Exercise requirements: Reproduce every one of the items below word for word, but leave the pictures out.

:: Extracted data ::

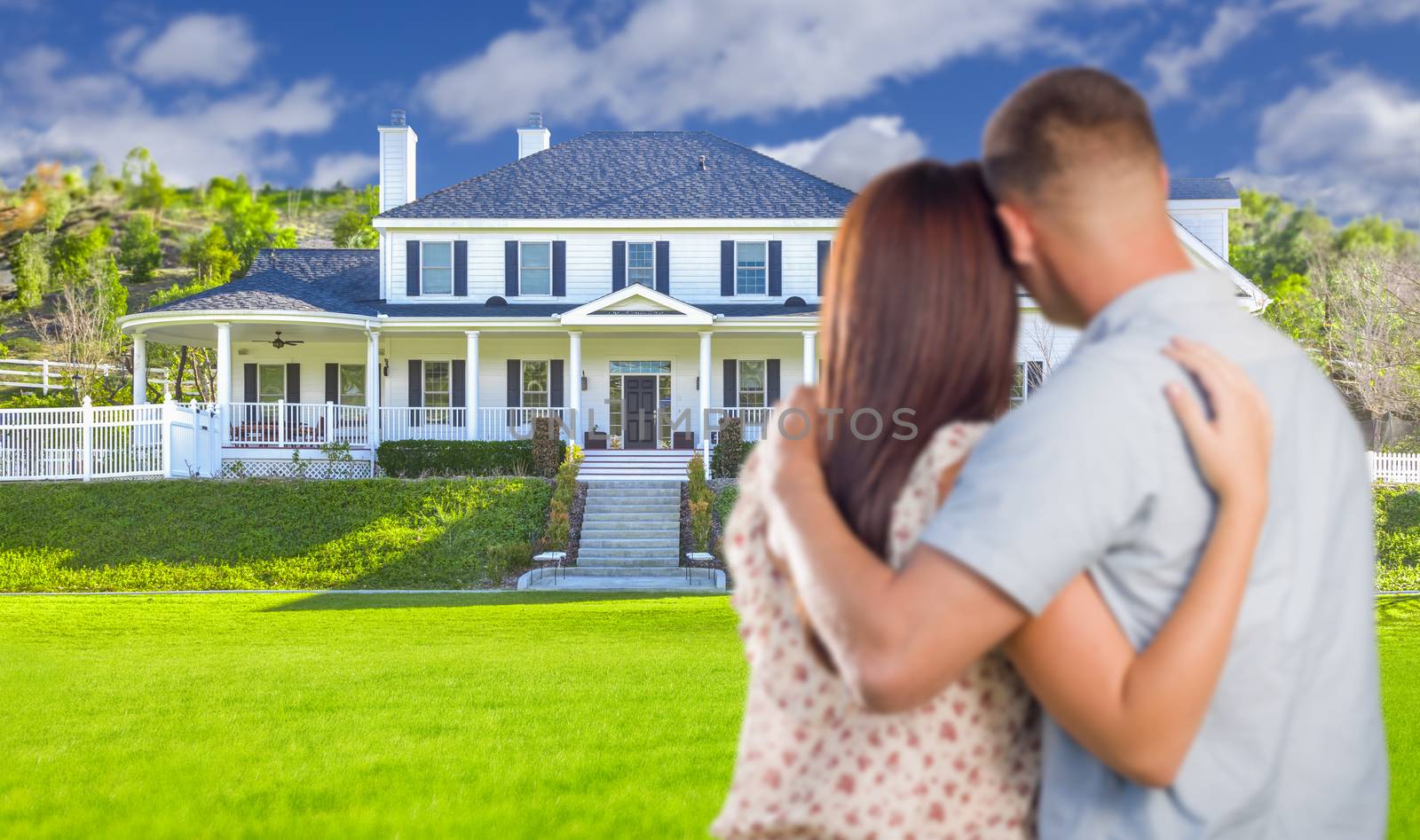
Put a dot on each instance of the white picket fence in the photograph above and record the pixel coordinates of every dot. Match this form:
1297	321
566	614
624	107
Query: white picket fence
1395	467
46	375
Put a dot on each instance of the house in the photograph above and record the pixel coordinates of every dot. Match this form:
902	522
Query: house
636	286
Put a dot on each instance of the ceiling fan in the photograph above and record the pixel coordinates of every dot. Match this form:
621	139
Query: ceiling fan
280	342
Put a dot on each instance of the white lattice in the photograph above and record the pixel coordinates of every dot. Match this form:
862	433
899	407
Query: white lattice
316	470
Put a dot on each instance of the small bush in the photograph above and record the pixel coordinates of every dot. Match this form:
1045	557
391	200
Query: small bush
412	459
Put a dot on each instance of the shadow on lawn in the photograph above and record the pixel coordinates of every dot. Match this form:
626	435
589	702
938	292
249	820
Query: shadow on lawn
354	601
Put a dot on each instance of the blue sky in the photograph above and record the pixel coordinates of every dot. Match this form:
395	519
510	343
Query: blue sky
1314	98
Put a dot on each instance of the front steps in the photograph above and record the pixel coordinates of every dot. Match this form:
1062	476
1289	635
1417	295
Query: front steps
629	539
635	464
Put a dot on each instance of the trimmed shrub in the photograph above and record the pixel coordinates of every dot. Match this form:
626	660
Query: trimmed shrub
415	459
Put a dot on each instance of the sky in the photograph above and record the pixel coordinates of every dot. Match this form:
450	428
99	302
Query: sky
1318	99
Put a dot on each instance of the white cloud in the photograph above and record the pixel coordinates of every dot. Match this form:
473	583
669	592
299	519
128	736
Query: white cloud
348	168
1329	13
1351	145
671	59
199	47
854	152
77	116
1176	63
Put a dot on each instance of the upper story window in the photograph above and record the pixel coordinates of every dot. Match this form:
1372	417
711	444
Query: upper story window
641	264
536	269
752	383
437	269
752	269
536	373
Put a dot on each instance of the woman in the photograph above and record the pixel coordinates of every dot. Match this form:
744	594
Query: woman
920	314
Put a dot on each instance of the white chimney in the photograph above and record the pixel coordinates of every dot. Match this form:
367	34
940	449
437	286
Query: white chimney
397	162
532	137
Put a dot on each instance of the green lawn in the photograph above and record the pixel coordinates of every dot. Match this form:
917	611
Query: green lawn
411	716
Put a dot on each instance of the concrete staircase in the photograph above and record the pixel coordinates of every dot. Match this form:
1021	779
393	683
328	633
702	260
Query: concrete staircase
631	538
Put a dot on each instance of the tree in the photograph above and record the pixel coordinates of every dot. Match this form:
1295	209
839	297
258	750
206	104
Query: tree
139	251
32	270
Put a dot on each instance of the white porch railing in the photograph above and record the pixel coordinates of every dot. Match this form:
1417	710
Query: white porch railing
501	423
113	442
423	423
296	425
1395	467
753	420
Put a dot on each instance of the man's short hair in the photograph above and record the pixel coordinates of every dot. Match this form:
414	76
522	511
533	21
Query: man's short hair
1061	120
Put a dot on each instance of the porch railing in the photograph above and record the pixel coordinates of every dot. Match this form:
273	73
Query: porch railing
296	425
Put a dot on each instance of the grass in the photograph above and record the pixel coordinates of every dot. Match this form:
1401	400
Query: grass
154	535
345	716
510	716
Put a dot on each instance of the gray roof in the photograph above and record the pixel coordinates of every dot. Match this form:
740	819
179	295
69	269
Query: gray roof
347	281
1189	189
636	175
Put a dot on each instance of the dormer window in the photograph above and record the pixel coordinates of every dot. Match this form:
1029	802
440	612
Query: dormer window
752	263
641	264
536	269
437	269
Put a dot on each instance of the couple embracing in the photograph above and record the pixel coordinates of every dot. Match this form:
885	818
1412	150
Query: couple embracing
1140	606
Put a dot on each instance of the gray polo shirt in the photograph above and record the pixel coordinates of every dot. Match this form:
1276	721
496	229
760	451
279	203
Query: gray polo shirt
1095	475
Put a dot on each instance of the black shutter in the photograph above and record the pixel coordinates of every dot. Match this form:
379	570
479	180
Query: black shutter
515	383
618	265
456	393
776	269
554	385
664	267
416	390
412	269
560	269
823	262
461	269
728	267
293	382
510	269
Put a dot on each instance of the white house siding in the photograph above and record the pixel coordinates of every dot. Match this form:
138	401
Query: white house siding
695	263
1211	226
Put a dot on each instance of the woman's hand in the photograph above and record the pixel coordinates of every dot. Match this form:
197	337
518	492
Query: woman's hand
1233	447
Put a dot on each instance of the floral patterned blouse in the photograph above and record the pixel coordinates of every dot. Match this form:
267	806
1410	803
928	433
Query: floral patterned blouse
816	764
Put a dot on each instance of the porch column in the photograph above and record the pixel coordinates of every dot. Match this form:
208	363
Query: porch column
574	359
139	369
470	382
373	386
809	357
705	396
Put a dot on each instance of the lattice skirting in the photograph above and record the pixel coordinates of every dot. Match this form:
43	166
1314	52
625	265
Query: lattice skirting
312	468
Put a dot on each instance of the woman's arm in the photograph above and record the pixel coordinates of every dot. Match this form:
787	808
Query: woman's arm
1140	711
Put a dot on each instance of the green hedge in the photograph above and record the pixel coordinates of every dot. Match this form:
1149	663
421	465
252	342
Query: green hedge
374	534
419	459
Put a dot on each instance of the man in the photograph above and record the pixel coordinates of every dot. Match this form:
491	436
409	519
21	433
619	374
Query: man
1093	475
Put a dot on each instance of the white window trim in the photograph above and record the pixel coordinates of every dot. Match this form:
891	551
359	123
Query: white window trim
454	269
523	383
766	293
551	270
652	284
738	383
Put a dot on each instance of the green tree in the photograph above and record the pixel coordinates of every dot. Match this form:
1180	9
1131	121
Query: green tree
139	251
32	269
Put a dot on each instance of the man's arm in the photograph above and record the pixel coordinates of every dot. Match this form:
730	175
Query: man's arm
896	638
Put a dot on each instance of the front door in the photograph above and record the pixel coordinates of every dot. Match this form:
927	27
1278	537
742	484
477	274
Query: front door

:::

Complete response:
Put a dot on each instance of the white picket fence in the photograph above and record the pixel coordinates of every dot. Match this form:
1297	321
566	614
624	107
Query: white picket fence
1395	467
46	375
Put a dot on each instance of the house in the photograph above and record the pixel coordinates of every dot. Match this form:
902	522
Query: house
636	286
Put a dot on each instance of the ceiling fan in the photograph above and record the pixel coordinates of every dot. Match this form:
621	139
Query: ceiling fan
280	342
Put a dot on each instance of the white lattice in the photograph above and record the pixel coordinates of every dot. Match this form:
862	433
899	407
Query: white lattice
316	470
Put a dot on each instance of the small bush in the photograph above and record the pixel coordinates of every dot. Match this form:
1045	557
391	200
Query: small bush
412	459
Put a dot on each instance of the shadow on lawn in the photograph above and record the pixel coordinates of every dot. Match this form:
626	435
589	702
938	292
249	820
Query: shadow on lawn
354	601
Put a dot on each instance of the blue sky in the photograph above and record the pixel coordinates of every dot. Match this form:
395	519
510	343
Query: blue sky
1314	98
Put a dot on each instance of the front steps in the photograph above and record the pixel coordinates of every dot. Match this form:
1062	476
1289	635
1417	295
Query: front steps
629	539
635	464
Put a dot on each instance of the trimmed shrub in the photograph above and record the pixel coordinates of every dot. Match this form:
626	660
Query: trimmed shrub
415	459
Put a dot on each instance of the sky in the photograph above and record the pixel coordinates of every dot. Match this form:
450	428
99	302
Query: sky
1318	99
Put a dot on each instance of the white cloud in the photograph above and record the pixel coordinates of every dot. Match this form:
473	583
669	592
299	519
128	736
Query: white cloud
348	168
1329	13
1351	145
671	59
199	47
854	152
77	116
1176	63
Put a dot on each instance of the upper story window in the photograph above and record the pixel coordinates of every dot. Match this form:
1372	417
711	444
Query: upper story window
641	264
536	269
752	383
437	269
752	269
536	373
Put a dot on each instance of the woman in the photograph above and record the pixel coordinates of every dot. Match this form:
744	594
Query: woman
920	314
Put a dot on each instance of the white chimney in the photograph above and record the pixel coordinates of every dot. Match this form:
367	34
940	449
437	286
Query: white chimney
397	162
532	137
Put a dot on each instance of the green lawn in the photograph above and record the pixel coordinates of every dot. Match this form:
917	611
Query: green lawn
411	716
Put a dot on each instance of the concrete staircase in the photograph above and record the pixel coordinates of every dot. Match this form:
1021	779
393	683
328	633
702	260
Query: concrete staircase
631	538
Put a dot on each instance of the tree in the photograph above and record the pixel coordinates of every dot. Match this form:
1295	209
839	297
258	750
206	104
Query: tree
139	251
32	270
Put a dot on each instance of the white porch railing in the photograph above and record the pixel coordinates of every dot. Match this form:
1417	710
Query: white porch railing
501	423
113	442
423	423
296	425
1395	467
753	420
Put a dot on each instance of the man's short hair in the photograph above and record the pixel coordinates of every dot. Match this form:
414	76
522	511
533	21
Query: man's short hair
1061	120
Put a dot on each instance of the porch railing in the photograph above and record the pixel coordinates of every dot. Match this form:
273	73
Query: porch railing
296	425
Put a dot on each instance of the grass in the photograph above and record the pixel coordinates of every dot. Match this form:
1401	400
Query: grass
154	535
345	716
510	716
Put a dot on each instance of the gray roof in the photograph above and record the pixel coordinates of every dot. Match this form:
740	819
179	295
69	269
Query: gray roof
347	281
1189	189
636	175
Put a dot on each instance of the dormer window in the photograph above and record the pixel coordinates of every dot. Match this form:
1029	802
440	612
Query: dormer window
752	263
641	264
536	269
437	269
Put a dot on each instance of the couple embracing in the photograph above and record the pixel coordinates of every dot. Match this form:
885	818
1412	150
Query: couple embracing
1140	606
Put a dot on each instance of the gray polo shirt in the photograph above and record the pixel coordinates of every dot. Match this form:
1276	721
496	229
760	451
279	203
Query: gray polo shirt
1095	475
Put a dot on each instance of the black shutter in the photograph above and record the pixel coordinates of every dot. Match this form:
379	570
479	180
Query: black shutter
515	383
618	265
456	393
776	269
554	385
664	267
416	390
412	269
560	269
823	262
461	269
728	267
293	382
510	269
Put a dot on each instance of the white house siding in the photograph above and record the pixel coordinates of every dot. Match this form:
138	401
Query: white house siding
695	263
1211	226
Put a dot on each instance of the woman's hand in the photograph above and record the pixel coordinates of every dot. Match this form:
197	337
518	492
Query: woman's hand
1233	447
Put a dot on each instance of the floral patterned blouse in the photograph above and record the pixel coordinates of every dot. Match this form:
267	806
1410	803
928	433
Query: floral patterned blouse
816	764
Put a dot on each instance of the porch column in the photograph above and record the pixel coordinates of every dot. Match this form:
208	363
Query: porch column
574	359
139	369
470	382
373	386
809	357
705	396
Put a dot on each instance of the lattice skirting in the photograph above and record the pixel coordinates of every dot. Match this form:
43	166
1314	52
625	265
Query: lattice skirting
312	468
Put a dot on each instance of the woman's arm in the photograph above and record the pixel coordinates of every dot. Match this form:
787	808
Query: woman's arm
1140	711
Put a dot on each instance of the green hedge in the photograph above and record the pixel coordinates of every dot. Match this form:
1149	663
421	465
252	342
Query: green hedge
374	534
419	459
Put a dot on each instance of the man in the photograph above and record the pixel coordinates of every dot. Match this form:
491	436
409	519
21	433
619	374
Query: man
1093	475
Put a dot on each instance of the white window trim in the photograph above and record the pixel coordinates of every dot. Match this form:
891	551
359	123
Query: white window trim
454	269
523	383
766	293
551	270
652	284
738	383
Put a dot on each instance of the green tree in the photograph above and record the pixel coordinates of every dot. Match this form:
1180	9
1131	121
Query: green tree
139	251
32	269
Put a dot on each instance of the man's arm in the photograph above and record the pixel coordinates of every dot. Match this form:
730	175
Query: man's arm
896	638
Put a dot on each instance of the front door in the photograph above and record the pixel coordinates of every dot. Match this form:
927	27
1278	537
742	484
477	274
Query: front door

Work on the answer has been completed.